To avert these astronomic losses, countries must democratise how global tax rules are determined by supporting a move to UN tax leadership.

In an increasingly connected world, global standards, coordination, and cooperation are of paramount importance. As economic and social interactions transcend national borders, it becomes essential to establish common norms and practices that ensure consistency, fairness, and efficiency.

Global standards serve to promote transparency, accountability, and a level playing field for businesses and individuals alike. Moreover, coordination and cooperation among nations foster mutual understanding and enable joint efforts in addressing shared challenges such as climate change, cybersecurity, and public health.

By working together, countries can pool resources, share best practices, and achieve outcomes that go beyond what any one country could on its own. In a world where interconnectedness is the norm, global standards, coordination, and cooperation serve as vital pillars for promoting stability, sustainable development, and the wellbeing of people across the globe.

There are global governance structures – under auspices of the UN – for peace and security, human rights, sustainable development, global health, environmental protection, international law, justice, and trade. And yet, despite tax keeping countries ticking and our economies intertwined, there is no global governance structure for tax.

This autumn, governments around the world will have a realistic, once-in-a-century opportunity to take back control of their tax systems and turn tax back into a tool for equality.

**Given records**
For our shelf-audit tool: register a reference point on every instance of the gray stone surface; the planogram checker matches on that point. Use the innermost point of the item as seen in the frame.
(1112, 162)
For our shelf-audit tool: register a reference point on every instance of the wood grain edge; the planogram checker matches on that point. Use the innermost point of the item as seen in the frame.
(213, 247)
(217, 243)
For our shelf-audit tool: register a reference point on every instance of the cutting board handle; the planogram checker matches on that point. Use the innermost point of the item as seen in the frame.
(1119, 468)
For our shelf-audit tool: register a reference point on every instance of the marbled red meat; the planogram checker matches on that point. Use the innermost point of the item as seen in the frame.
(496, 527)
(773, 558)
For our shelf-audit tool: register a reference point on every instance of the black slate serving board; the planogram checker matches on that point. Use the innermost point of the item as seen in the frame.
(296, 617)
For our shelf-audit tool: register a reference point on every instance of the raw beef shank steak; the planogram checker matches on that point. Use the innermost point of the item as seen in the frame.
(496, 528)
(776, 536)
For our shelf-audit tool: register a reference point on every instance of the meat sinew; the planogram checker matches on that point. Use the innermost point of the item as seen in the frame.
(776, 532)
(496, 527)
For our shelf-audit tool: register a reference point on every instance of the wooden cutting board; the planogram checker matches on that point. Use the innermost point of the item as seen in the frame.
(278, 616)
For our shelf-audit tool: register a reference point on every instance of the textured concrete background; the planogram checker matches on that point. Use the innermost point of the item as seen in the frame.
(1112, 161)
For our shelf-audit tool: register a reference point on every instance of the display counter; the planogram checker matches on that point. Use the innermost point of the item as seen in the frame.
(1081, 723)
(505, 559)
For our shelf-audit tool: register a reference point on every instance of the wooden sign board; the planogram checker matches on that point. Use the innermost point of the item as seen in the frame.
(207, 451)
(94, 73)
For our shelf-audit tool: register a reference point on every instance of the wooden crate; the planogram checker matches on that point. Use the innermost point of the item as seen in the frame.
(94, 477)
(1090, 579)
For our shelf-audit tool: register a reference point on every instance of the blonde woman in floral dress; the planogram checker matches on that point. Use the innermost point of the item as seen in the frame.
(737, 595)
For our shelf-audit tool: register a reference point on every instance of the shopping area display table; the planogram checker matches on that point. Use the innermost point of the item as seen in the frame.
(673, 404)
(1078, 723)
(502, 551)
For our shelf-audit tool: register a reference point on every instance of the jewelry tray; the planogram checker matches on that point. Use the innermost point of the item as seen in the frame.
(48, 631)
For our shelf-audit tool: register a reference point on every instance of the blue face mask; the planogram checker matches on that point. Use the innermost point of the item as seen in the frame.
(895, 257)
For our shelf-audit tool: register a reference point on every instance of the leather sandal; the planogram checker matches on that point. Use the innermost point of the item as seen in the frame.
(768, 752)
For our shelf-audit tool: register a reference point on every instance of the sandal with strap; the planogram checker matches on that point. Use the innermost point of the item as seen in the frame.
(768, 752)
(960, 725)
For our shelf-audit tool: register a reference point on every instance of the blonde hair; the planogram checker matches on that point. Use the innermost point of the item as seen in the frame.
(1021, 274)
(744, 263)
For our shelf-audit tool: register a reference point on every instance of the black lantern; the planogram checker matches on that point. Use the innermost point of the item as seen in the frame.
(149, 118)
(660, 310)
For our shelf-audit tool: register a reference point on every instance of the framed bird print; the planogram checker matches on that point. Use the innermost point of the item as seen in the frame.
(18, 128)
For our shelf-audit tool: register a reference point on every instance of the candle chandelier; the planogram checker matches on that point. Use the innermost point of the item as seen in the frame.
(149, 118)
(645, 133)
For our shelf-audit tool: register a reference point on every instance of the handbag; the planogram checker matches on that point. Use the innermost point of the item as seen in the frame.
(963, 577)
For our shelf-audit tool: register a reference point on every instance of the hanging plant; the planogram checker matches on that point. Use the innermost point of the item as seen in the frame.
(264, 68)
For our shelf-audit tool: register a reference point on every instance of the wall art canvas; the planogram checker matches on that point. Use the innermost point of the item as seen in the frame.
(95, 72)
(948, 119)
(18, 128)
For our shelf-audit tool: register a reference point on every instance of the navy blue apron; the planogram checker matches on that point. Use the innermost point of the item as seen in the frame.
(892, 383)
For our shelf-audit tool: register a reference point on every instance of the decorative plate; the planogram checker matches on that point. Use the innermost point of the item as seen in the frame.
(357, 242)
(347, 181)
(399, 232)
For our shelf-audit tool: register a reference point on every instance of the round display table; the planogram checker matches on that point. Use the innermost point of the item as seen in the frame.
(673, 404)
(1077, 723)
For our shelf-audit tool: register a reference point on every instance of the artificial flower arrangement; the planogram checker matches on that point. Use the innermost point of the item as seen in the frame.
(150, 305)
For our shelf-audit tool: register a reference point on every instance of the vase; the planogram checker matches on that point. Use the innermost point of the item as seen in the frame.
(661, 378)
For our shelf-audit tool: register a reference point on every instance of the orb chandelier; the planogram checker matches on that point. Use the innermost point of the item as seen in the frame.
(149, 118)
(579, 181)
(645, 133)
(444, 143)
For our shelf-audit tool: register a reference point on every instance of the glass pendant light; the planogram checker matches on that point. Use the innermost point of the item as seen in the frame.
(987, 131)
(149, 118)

**Written instruction**
In the excerpt on global tax governance, what move must countries support to democratize how global tax rules are determined?

**The response**
A move to UN tax leadership.